_AIM OF THE EXERCISE:_ Your task is to transcribe the entries exactly.

DATA FOR THE TASK Start Marker

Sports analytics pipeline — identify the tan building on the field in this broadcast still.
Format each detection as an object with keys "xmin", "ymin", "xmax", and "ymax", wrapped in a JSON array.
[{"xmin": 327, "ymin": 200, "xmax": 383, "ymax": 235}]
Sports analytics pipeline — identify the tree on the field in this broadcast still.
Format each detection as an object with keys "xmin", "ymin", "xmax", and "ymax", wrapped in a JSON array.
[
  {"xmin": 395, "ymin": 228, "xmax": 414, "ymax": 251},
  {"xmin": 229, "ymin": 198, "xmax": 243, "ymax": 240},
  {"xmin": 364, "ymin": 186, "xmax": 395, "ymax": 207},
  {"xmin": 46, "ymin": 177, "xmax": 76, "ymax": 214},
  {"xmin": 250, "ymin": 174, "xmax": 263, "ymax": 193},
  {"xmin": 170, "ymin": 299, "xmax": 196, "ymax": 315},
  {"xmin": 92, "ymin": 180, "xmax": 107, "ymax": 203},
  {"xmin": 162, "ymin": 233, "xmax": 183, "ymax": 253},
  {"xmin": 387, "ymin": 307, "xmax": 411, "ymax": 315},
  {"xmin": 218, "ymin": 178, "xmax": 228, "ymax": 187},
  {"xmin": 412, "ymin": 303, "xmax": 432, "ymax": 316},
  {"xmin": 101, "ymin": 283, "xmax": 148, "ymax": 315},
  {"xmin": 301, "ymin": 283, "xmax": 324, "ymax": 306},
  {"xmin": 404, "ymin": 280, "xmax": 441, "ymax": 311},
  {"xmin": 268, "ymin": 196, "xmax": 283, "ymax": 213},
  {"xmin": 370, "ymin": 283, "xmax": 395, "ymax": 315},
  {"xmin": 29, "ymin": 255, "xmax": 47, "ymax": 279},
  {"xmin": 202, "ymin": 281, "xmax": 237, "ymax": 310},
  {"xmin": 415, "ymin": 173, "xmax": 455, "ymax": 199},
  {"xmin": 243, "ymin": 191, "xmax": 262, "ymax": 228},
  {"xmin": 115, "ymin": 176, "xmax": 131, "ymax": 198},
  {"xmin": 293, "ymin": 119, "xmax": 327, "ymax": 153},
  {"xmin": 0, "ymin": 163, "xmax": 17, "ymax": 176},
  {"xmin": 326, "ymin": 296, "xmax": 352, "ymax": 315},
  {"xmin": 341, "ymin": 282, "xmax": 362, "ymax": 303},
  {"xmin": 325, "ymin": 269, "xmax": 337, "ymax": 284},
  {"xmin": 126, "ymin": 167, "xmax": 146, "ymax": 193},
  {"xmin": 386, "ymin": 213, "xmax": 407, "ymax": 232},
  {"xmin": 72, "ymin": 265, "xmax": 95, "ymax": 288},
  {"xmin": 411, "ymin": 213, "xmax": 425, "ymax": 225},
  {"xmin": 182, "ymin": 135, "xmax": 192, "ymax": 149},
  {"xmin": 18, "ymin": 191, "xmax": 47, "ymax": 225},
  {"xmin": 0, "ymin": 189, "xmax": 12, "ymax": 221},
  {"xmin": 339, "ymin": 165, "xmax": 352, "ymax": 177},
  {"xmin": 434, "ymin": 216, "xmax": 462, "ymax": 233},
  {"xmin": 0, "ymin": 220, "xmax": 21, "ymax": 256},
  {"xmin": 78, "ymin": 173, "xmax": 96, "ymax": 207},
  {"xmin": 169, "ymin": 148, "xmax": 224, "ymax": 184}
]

DATA FOR THE TASK End Marker

_SOLUTION FOR THIS EXERCISE:_
Sports analytics pipeline — identify the tan building on the field in this broadcast still.
Format each detection as an object with keys "xmin", "ymin", "xmax", and "ymax", wrapped in a JSON array.
[{"xmin": 327, "ymin": 200, "xmax": 383, "ymax": 235}]
Sports analytics pipeline — identify the tree on the field in this broadcast still.
Format each detection as an object with keys "xmin", "ymin", "xmax", and "ymax", wrapped in a JSON array.
[
  {"xmin": 395, "ymin": 228, "xmax": 414, "ymax": 251},
  {"xmin": 229, "ymin": 198, "xmax": 243, "ymax": 240},
  {"xmin": 364, "ymin": 186, "xmax": 395, "ymax": 207},
  {"xmin": 46, "ymin": 177, "xmax": 76, "ymax": 214},
  {"xmin": 250, "ymin": 174, "xmax": 263, "ymax": 193},
  {"xmin": 170, "ymin": 299, "xmax": 196, "ymax": 315},
  {"xmin": 92, "ymin": 180, "xmax": 107, "ymax": 203},
  {"xmin": 162, "ymin": 233, "xmax": 183, "ymax": 253},
  {"xmin": 387, "ymin": 307, "xmax": 411, "ymax": 315},
  {"xmin": 218, "ymin": 178, "xmax": 228, "ymax": 187},
  {"xmin": 412, "ymin": 303, "xmax": 432, "ymax": 316},
  {"xmin": 101, "ymin": 283, "xmax": 148, "ymax": 315},
  {"xmin": 301, "ymin": 283, "xmax": 324, "ymax": 306},
  {"xmin": 404, "ymin": 280, "xmax": 441, "ymax": 311},
  {"xmin": 268, "ymin": 196, "xmax": 283, "ymax": 213},
  {"xmin": 370, "ymin": 283, "xmax": 395, "ymax": 315},
  {"xmin": 29, "ymin": 255, "xmax": 47, "ymax": 279},
  {"xmin": 202, "ymin": 281, "xmax": 237, "ymax": 310},
  {"xmin": 415, "ymin": 173, "xmax": 455, "ymax": 199},
  {"xmin": 243, "ymin": 191, "xmax": 262, "ymax": 228},
  {"xmin": 115, "ymin": 176, "xmax": 131, "ymax": 198},
  {"xmin": 293, "ymin": 119, "xmax": 327, "ymax": 153},
  {"xmin": 0, "ymin": 163, "xmax": 17, "ymax": 176},
  {"xmin": 326, "ymin": 296, "xmax": 352, "ymax": 315},
  {"xmin": 341, "ymin": 282, "xmax": 362, "ymax": 303},
  {"xmin": 325, "ymin": 269, "xmax": 337, "ymax": 284},
  {"xmin": 126, "ymin": 167, "xmax": 146, "ymax": 193},
  {"xmin": 386, "ymin": 213, "xmax": 407, "ymax": 232},
  {"xmin": 72, "ymin": 265, "xmax": 95, "ymax": 288},
  {"xmin": 411, "ymin": 213, "xmax": 425, "ymax": 225},
  {"xmin": 182, "ymin": 135, "xmax": 192, "ymax": 149},
  {"xmin": 18, "ymin": 191, "xmax": 47, "ymax": 225},
  {"xmin": 0, "ymin": 189, "xmax": 12, "ymax": 221},
  {"xmin": 339, "ymin": 165, "xmax": 352, "ymax": 177},
  {"xmin": 434, "ymin": 216, "xmax": 462, "ymax": 233},
  {"xmin": 0, "ymin": 220, "xmax": 21, "ymax": 256},
  {"xmin": 78, "ymin": 173, "xmax": 96, "ymax": 207},
  {"xmin": 169, "ymin": 148, "xmax": 224, "ymax": 184}
]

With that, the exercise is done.